## TASK INSTRUCTIONS
Write out all the entries below without any change.

DATA FOR THIS TASK: Begin

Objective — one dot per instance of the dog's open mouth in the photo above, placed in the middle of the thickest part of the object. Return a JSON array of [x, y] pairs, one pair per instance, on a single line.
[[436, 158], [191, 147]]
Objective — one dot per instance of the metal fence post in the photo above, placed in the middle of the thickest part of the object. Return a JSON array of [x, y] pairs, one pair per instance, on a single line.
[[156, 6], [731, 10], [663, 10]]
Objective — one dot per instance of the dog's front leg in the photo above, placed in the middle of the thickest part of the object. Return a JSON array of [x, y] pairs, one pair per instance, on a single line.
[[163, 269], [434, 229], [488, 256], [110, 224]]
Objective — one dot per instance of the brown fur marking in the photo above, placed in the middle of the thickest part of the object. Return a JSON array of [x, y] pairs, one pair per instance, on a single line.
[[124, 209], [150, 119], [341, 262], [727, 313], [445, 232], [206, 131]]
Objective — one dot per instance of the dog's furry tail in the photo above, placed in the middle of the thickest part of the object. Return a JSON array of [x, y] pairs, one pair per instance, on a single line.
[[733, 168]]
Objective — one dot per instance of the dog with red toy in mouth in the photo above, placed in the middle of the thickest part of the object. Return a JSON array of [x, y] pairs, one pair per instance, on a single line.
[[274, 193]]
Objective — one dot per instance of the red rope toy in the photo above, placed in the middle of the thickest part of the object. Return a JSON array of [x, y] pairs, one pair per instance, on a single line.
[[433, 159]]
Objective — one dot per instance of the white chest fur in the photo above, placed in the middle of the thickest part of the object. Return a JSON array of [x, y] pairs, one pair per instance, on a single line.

DATA FOR THIS TASK: End

## EXERCISE SOLUTION
Objective — one dot per instance of the dog's open mouth in the photo above, placed in the middle of the thickest part of the object. Return a JSON array of [x, y] pairs, one pair per instance, on a single line.
[[436, 158], [191, 147]]
Objective — one dot per instance of the metal fence post in the photo above, placed in the middle of the thickest part of the object. Return a JSON array of [x, y] pairs, one pair per instance, on a single line.
[[156, 6], [731, 10], [663, 10]]
Objective — one dot per instance of the dog's front leg in the photo above, placed in the middle of the thickest part of the object. Return a JSON array of [x, y] pairs, one pair per instance, on a single line.
[[163, 269], [434, 229], [488, 256], [110, 224]]
Objective — one dot per instance of the brown fur marking in the photo above, placed in the middle of the thickest part of the object. Return a JSON array of [x, y] pairs, one pair per instance, on a single line.
[[124, 209], [150, 119], [341, 262], [727, 313], [445, 232], [206, 131]]
Objective — one dot per instance of the dog's furry tail in the photo above, placed in the middle of the thickest part of the object. Return a JSON array of [x, y] pairs, one pair per instance, on a single line.
[[733, 168]]
Objective — one dot per instance of the dog with red toy in mouth in the photo above, placed in the middle of the thickest part of the object. Return a JSON array of [x, y] pairs, one pair per instance, on a single line.
[[274, 193]]
Objective — one dot per instance of the red rope toy in the photo above, placed in the middle of the thickest part of the object. Return a JSON array of [x, y] pairs, one pair per instance, on a single line.
[[433, 159]]
Objective — one dot per instance of the white chest fur in the photo above, placed in the middle of the thickest part of the object. Return a JSON array of [x, y] pairs, one pair per instance, on a single line.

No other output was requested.